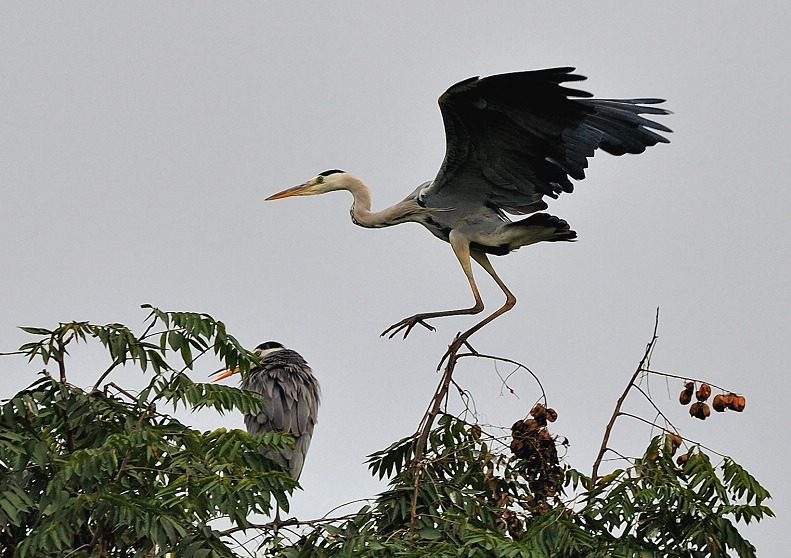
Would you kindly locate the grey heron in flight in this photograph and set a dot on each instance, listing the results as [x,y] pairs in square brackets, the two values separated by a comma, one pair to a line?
[511,139]
[291,397]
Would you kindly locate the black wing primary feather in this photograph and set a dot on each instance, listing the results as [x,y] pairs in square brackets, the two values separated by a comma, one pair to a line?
[514,138]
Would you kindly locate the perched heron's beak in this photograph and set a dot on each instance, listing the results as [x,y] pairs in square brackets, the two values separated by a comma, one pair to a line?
[224,374]
[301,190]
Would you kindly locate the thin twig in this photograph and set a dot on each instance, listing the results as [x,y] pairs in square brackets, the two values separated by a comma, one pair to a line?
[608,430]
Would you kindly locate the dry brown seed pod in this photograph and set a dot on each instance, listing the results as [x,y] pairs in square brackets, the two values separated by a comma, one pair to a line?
[675,440]
[719,403]
[703,392]
[738,403]
[538,410]
[700,410]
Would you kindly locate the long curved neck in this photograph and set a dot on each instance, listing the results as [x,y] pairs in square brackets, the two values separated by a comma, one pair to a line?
[361,208]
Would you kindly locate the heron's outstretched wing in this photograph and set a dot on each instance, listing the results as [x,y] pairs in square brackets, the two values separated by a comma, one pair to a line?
[291,400]
[514,138]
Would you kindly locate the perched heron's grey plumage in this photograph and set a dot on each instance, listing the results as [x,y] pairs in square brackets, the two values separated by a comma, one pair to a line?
[511,139]
[291,397]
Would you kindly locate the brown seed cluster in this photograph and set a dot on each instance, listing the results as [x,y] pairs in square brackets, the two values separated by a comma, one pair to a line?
[531,439]
[700,409]
[534,446]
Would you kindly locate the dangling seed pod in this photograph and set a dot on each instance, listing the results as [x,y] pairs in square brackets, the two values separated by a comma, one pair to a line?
[700,410]
[738,403]
[686,396]
[675,441]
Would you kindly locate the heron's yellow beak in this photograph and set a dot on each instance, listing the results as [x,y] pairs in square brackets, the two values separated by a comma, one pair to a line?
[301,190]
[224,374]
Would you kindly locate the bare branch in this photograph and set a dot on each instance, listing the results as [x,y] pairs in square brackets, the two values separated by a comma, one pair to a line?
[617,411]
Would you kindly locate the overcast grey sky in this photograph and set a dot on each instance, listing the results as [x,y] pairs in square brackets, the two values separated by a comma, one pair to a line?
[139,141]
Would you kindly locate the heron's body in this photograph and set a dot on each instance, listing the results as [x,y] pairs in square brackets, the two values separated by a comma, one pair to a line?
[291,397]
[511,140]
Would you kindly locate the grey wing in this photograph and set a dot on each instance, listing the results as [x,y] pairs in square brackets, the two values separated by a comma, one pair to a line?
[291,397]
[514,138]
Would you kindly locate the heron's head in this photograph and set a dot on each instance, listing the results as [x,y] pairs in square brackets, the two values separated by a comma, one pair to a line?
[327,181]
[261,351]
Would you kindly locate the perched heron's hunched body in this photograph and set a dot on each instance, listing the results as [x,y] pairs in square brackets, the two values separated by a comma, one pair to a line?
[291,397]
[511,139]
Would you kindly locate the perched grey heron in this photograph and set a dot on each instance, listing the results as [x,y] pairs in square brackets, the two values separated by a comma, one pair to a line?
[511,139]
[291,397]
········
### Prompt
Switch every occurrence of "photograph" in the data above to "image", and leave every other part of the data unchanged. Omit the pictures from your answer.

### Final answer
Would you kindly locate the grey heron in flight in this image and set a dot on each instance, listing the results as [x,y] pairs in square brackets, the two values separated by a comma, one pair to a line?
[511,139]
[291,397]
Would you kindly locate the black wing primary feather in this image and set a dot on each instance, listing the results as [x,y] pairs in square brackets, the two values separated by a comma, one pair to a line?
[514,138]
Would you kindly locate the perched heron's beak in this image and set a dot on each instance, listing the results as [x,y] pairs in square brackets, the two values separated by a comma, one pair to a line?
[224,374]
[301,190]
Would you kindly locate the thin twig in this image and set a dot on each instance, listing the results as [x,y] pairs in square brackets, the two values separated by a comma, one pair to a line?
[608,430]
Would you kindly locate the dry brown seed pod in this image and set a dot on each instance, listing the results as [x,y] pairs in square brackets, the two values separated by a comma, one pair to a line?
[675,440]
[719,403]
[703,392]
[738,403]
[538,410]
[700,410]
Would you kindly locate the long curved neck in this image and set a dot on each instance, listing the results as [x,y] pairs in square brackets, the two values separated by a comma, one pair to a line?
[361,208]
Would you kindly locate the heron's outstretched wing in this image and set a dot on each instance, listing the results as [x,y] pairs in square brackets, the two values separated by a comma, one pair to a line?
[291,400]
[514,138]
Would you kindly locate the perched heron's grey plumage in this image and set a dot on each instance, listing the results as [x,y] pairs in square brackets, the two values separated by a comma, one pair to a line?
[511,139]
[291,397]
Would you kindly locate the brown seed cluster in this image and set a dot on each instance, listing the results as [x,y] pairs in square brackets, the two values separated by a comma, one pair to a line?
[531,439]
[700,409]
[534,446]
Would you kindly locate the dangling seed pod in this image and set a dot on each instance, listing the results as [x,y] pairs in square brackets, the two values separated by a comma, one pair to a line?
[700,410]
[738,403]
[686,396]
[675,441]
Would you kindly locate the heron's yellow beak in this image and set a dot on each instance, listing the results as [x,y] pairs in square brackets, the two values separated by a comma, one pair to a line?
[301,190]
[224,374]
Would you kindly locate the bare branch in this image and set a dot on each instance, listing the results as [x,y] pairs in square brackets, the two values separated by a comma, one pair to a line?
[617,411]
Would you kindly locate the overcast grey sky in this image and set a dot on each instance, listing the results as [x,y] pairs in square brackets, the two values separated by a comma, one pair to a line?
[139,141]
Would you kindly locate the heron's body in this image and set a dot on each instance, listing the results as [x,y] pairs in square brackets, the two values separated by a comma, one pair to a line?
[291,397]
[511,140]
Would you kindly locate the grey wing in this image and set a dot on each instance, listing the results as [x,y] pairs in square brackets, the two values separated by a comma, one pair to a line?
[291,397]
[514,138]
Would you kindly locate the heron's head in this image and set a dot on each instance, listing the results as [x,y] pairs in square brackets, the two values separated by a comma, one pair to a line?
[327,181]
[261,351]
Would you kindly locate the perched heron's hunched body in this image and set a dot on each instance, listing the results as [x,y] pairs in square brackets, the two values separated by a comma, one pair to a line?
[291,397]
[511,139]
Would you kindly locate the perched grey heron in this image and set a dot on each instance, listing the results as [x,y] pairs in square brackets, the two values separated by a comma, one pair to a line?
[511,139]
[291,397]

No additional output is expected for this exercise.